• Record list
## Start
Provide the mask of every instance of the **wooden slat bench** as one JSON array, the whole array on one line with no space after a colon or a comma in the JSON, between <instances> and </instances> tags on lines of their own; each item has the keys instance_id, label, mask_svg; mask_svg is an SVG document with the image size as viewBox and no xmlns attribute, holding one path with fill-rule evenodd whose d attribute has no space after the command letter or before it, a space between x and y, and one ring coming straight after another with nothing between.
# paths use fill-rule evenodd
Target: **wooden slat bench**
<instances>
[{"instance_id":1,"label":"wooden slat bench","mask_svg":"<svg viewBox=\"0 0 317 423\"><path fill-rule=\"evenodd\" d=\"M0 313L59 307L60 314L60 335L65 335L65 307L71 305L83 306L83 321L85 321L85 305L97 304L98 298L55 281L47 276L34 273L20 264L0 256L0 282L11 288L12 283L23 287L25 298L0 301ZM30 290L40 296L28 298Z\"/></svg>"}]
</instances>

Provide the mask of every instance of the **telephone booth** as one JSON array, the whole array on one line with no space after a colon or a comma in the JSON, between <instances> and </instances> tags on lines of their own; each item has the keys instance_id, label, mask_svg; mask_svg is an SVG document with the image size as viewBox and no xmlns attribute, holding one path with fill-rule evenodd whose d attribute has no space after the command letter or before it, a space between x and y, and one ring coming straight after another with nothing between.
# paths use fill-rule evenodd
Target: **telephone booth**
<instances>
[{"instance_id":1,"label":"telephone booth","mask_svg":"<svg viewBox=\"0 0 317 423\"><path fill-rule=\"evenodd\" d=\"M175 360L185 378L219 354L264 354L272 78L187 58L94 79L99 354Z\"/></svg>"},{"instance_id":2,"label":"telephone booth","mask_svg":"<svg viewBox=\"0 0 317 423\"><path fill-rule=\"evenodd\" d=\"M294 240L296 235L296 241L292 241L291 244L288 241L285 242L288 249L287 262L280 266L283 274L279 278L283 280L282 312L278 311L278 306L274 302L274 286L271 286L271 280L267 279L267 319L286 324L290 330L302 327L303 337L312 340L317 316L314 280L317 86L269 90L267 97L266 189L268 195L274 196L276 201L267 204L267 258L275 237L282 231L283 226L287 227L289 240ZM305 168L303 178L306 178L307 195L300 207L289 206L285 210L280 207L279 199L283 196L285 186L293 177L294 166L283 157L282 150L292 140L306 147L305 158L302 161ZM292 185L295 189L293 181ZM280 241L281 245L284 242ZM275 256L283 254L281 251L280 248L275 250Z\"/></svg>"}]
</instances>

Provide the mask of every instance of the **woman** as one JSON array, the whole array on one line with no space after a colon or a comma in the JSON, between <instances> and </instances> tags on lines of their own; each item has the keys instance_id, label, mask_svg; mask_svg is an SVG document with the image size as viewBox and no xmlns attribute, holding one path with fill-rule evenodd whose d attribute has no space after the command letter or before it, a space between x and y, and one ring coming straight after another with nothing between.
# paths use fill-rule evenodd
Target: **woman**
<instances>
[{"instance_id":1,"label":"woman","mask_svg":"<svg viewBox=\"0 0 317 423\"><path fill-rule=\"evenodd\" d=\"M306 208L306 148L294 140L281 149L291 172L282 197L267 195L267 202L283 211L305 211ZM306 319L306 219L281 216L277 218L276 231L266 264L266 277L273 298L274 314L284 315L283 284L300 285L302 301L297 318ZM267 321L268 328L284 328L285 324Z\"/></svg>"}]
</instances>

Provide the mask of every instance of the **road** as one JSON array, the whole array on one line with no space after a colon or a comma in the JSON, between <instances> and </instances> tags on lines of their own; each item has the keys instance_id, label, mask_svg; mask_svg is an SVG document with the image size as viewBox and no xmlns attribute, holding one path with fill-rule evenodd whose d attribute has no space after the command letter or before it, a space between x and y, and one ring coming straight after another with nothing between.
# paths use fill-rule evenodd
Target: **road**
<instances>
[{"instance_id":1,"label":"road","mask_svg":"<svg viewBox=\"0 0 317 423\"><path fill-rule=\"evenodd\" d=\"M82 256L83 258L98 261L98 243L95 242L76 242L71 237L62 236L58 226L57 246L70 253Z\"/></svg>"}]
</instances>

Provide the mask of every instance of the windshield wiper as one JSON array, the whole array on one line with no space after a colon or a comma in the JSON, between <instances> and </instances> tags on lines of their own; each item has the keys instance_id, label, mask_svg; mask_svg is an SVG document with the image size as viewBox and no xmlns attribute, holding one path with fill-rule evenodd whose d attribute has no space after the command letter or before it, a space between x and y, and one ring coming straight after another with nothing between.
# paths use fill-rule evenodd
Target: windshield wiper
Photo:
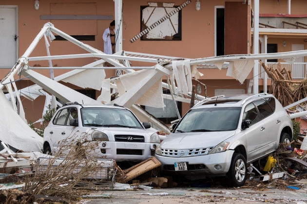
## End
• Task goal
Report every line above that contains the string "Target", copying each such line in full. Treat the match as case-sensitive.

• Solution
Target: **wooden slat bench**
Target: **telephone booth**
Target: **woman**
Target: **road**
Target: windshield wiper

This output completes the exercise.